#### Task requirements:
When "tiny" occurs in a line of the material, copy that line.

#### Data for the task:

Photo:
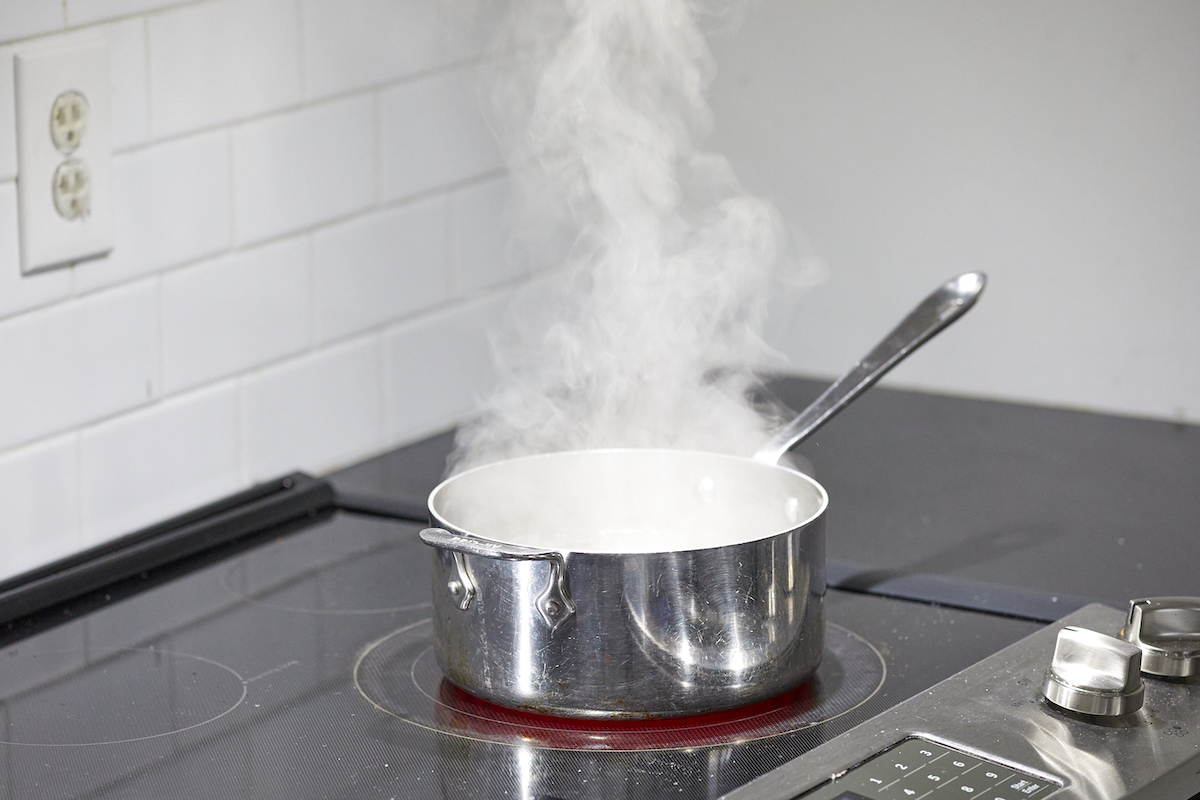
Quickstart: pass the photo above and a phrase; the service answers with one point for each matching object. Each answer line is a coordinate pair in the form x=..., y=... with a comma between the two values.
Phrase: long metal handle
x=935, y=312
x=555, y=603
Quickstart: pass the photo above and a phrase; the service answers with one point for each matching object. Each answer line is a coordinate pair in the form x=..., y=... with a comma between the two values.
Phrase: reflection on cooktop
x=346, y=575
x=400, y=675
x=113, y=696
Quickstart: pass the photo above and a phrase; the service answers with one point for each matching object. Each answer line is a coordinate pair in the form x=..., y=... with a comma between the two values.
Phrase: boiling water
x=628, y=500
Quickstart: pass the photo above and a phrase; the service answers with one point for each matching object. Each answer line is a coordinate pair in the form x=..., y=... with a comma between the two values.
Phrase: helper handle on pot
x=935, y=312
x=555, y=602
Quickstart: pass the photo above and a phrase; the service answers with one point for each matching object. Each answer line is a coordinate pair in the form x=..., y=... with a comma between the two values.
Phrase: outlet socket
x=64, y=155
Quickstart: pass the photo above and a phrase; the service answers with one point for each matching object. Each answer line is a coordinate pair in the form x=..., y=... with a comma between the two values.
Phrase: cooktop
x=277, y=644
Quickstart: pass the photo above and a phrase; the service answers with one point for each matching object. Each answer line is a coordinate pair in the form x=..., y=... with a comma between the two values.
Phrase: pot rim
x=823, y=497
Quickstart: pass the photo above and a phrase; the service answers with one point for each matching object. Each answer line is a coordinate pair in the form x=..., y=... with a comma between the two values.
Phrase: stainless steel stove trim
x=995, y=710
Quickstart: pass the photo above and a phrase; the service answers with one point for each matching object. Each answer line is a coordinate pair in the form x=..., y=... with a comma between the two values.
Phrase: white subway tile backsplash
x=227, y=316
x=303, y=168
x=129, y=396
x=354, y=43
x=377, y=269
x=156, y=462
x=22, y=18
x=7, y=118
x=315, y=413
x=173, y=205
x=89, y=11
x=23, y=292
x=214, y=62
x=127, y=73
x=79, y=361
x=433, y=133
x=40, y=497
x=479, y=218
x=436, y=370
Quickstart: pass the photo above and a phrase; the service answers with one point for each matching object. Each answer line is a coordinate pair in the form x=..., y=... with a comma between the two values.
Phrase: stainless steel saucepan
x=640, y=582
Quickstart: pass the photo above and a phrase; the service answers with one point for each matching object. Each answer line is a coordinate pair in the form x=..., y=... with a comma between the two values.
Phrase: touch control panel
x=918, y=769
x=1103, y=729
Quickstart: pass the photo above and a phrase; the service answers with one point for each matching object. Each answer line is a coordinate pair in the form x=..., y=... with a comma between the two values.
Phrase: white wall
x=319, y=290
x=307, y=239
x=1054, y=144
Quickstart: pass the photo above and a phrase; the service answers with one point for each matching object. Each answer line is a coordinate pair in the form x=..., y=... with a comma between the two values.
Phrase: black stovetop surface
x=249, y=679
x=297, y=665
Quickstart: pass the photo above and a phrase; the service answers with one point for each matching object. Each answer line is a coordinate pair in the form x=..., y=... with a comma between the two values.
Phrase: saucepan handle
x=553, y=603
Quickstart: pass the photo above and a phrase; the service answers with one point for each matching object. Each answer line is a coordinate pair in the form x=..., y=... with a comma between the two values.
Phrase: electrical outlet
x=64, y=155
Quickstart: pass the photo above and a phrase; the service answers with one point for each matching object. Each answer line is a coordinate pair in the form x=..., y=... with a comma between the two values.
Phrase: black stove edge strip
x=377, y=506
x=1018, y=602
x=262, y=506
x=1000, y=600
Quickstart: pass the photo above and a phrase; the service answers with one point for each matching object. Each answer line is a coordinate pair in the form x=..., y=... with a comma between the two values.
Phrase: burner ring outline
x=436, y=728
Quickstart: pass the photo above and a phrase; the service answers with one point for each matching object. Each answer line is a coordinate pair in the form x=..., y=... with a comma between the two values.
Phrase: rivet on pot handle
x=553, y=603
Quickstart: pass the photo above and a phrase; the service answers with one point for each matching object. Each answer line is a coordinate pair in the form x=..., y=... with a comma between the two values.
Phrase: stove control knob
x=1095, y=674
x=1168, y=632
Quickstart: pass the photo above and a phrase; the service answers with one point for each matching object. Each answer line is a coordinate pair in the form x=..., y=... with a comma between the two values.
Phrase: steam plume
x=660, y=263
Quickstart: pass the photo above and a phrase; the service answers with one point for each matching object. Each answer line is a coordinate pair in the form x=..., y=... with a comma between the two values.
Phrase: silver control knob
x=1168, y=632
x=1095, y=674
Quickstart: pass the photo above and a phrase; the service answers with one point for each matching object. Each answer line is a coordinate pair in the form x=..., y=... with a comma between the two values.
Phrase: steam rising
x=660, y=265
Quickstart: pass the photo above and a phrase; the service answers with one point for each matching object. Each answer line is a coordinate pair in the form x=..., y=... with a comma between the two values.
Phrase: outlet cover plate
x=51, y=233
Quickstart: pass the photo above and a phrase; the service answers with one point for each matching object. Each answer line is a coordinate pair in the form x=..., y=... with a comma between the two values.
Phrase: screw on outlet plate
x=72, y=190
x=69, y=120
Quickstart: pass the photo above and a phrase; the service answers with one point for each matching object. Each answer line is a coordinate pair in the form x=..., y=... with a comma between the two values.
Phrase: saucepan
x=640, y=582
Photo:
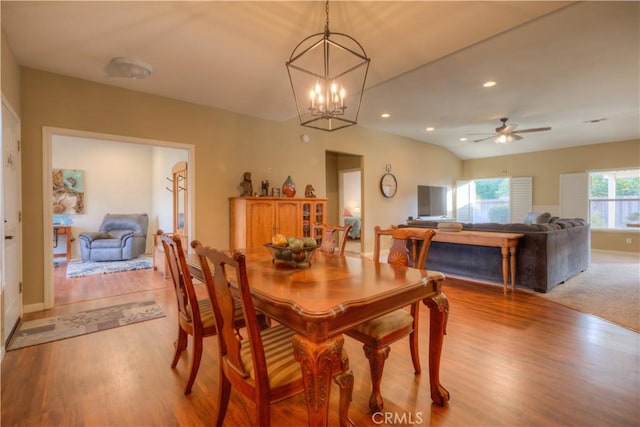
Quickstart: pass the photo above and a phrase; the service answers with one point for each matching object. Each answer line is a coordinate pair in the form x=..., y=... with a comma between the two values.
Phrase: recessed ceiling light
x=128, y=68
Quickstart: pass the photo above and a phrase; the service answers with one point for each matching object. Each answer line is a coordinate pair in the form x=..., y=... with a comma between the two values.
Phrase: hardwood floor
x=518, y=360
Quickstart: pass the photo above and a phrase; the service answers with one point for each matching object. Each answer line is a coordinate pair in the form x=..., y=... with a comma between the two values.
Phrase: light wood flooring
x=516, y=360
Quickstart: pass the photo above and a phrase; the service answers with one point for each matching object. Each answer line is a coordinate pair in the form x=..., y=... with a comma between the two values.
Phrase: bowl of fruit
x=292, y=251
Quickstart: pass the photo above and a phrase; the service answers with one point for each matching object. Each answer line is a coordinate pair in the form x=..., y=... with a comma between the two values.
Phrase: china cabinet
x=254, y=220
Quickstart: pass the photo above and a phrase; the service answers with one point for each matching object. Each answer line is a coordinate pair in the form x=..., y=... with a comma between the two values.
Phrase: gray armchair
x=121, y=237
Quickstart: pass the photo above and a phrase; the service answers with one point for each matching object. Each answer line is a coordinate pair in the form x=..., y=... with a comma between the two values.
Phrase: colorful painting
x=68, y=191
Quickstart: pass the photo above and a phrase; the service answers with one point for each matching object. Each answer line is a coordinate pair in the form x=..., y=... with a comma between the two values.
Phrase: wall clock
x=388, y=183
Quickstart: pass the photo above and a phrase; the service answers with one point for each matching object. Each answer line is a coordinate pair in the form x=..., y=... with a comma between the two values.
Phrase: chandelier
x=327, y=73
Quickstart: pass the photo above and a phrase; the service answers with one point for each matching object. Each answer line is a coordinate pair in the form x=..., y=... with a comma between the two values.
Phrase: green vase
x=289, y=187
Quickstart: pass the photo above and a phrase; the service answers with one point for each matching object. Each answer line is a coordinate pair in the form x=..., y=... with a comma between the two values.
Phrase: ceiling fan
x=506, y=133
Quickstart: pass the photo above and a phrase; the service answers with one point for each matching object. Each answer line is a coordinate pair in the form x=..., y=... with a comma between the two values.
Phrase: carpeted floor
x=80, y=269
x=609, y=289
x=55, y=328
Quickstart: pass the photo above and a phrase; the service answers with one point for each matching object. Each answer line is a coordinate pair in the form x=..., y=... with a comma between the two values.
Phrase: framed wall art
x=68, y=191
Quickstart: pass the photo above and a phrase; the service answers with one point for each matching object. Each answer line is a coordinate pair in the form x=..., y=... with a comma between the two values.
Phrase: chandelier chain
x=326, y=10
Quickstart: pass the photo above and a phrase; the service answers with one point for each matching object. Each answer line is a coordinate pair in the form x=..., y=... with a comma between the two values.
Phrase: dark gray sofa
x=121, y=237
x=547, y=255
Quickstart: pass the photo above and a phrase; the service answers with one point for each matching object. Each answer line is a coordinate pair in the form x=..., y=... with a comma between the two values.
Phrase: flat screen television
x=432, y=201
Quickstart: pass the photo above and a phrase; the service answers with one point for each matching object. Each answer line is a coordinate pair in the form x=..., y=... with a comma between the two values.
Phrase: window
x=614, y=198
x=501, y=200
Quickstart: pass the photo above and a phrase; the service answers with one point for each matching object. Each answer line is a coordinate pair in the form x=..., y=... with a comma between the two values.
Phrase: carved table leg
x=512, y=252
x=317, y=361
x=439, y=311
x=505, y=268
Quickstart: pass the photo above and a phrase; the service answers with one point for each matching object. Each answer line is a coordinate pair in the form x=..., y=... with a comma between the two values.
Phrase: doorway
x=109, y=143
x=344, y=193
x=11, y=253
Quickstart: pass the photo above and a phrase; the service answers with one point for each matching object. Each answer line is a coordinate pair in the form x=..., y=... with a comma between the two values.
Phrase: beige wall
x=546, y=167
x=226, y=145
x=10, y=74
...
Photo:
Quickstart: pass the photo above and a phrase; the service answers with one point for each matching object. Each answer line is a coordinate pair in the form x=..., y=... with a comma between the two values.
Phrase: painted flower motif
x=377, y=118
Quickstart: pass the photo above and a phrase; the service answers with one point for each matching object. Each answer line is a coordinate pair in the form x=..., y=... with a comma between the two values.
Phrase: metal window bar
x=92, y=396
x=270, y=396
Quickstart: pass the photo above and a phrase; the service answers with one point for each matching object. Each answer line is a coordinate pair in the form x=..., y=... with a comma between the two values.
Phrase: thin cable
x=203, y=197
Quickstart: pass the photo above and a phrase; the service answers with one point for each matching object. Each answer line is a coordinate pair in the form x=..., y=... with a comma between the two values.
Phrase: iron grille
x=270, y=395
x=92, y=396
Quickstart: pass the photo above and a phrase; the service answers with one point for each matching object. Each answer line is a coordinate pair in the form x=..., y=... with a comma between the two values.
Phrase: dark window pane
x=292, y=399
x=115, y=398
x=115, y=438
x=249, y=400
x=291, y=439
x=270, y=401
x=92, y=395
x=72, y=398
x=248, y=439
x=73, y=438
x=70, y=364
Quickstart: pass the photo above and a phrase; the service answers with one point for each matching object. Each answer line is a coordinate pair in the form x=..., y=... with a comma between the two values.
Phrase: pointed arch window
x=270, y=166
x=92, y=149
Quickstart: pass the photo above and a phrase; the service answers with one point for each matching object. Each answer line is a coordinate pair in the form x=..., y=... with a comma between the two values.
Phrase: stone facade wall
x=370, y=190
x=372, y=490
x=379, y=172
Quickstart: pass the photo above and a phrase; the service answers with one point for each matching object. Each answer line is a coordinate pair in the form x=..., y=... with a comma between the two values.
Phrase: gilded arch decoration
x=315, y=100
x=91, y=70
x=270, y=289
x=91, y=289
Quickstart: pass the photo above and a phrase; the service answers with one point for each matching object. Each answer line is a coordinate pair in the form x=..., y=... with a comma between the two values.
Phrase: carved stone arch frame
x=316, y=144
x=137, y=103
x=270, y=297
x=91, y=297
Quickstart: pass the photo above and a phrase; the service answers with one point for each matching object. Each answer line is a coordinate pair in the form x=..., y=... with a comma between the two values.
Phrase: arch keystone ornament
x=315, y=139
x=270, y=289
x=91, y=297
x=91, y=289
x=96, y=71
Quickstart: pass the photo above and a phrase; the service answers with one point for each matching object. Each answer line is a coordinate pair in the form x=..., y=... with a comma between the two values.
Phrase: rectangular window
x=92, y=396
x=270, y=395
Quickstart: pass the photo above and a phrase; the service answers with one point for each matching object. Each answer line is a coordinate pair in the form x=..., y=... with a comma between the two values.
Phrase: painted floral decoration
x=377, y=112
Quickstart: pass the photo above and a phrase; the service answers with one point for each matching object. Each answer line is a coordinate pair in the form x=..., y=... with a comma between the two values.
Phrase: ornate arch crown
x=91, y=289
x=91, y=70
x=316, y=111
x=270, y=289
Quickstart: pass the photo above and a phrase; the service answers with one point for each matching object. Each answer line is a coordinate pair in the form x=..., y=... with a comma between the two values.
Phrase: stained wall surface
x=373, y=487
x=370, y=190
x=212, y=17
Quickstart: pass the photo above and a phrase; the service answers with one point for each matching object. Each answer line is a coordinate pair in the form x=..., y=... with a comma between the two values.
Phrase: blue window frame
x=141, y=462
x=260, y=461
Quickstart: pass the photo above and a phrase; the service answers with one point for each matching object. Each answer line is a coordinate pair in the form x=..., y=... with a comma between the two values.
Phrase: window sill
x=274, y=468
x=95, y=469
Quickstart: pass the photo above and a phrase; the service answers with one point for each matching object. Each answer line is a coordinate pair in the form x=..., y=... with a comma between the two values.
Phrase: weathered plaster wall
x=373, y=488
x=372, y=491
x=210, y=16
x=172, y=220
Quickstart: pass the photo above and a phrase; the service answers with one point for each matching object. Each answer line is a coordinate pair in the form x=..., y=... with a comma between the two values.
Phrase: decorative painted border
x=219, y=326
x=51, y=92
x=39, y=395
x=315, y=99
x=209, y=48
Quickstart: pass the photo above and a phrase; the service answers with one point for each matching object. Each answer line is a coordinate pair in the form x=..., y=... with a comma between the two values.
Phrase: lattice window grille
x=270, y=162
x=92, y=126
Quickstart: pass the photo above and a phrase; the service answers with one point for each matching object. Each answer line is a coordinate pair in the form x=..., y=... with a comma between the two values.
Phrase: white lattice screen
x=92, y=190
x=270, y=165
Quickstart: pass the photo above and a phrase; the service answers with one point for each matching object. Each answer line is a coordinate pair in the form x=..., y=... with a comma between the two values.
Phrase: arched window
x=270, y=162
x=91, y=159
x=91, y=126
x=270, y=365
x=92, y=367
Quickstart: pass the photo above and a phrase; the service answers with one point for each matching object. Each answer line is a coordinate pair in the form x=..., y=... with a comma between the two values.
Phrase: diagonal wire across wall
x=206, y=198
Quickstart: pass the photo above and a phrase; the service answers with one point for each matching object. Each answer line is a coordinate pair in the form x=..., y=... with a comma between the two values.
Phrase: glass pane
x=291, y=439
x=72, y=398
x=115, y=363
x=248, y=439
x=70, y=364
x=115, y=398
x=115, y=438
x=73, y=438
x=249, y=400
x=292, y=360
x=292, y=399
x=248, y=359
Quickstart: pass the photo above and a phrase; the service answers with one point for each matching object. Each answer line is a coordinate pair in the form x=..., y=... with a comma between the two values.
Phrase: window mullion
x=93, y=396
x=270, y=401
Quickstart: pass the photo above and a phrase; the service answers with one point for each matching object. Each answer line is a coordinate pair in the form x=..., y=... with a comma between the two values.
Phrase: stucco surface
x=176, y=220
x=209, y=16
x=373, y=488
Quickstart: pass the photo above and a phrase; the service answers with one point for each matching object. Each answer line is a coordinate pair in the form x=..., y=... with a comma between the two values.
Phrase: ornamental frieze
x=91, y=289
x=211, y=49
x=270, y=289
* * *
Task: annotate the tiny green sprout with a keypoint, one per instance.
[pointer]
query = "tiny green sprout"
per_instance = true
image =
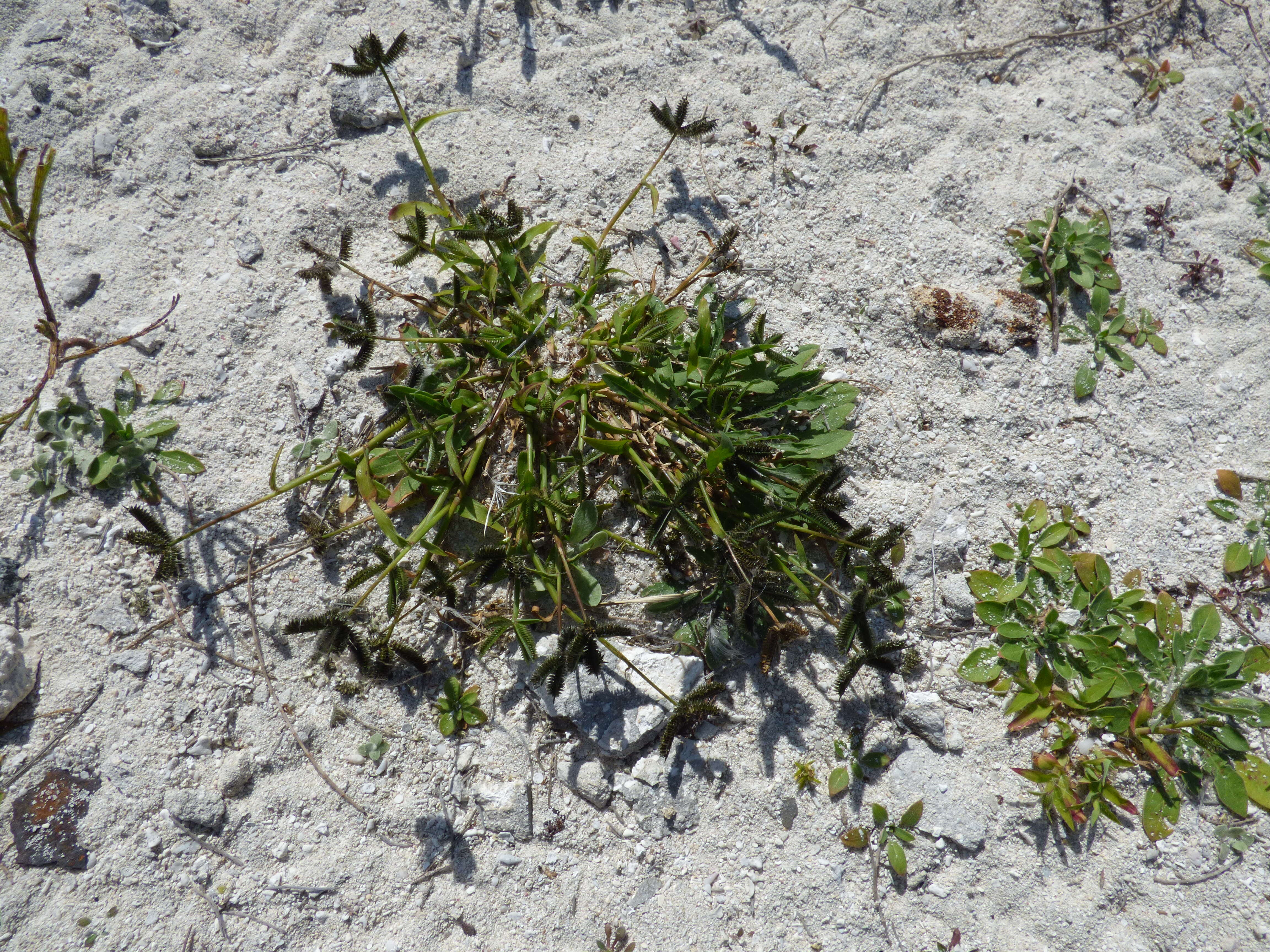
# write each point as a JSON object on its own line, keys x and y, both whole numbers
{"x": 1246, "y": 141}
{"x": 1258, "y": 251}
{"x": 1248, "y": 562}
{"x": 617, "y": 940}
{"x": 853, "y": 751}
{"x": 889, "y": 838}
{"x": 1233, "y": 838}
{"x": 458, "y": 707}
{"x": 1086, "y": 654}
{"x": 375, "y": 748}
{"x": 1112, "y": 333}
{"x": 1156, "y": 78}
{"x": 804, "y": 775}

#### Task output:
Task: annotate the tiny green sprout with a keypoint, one per instance.
query = "tiny green sprout"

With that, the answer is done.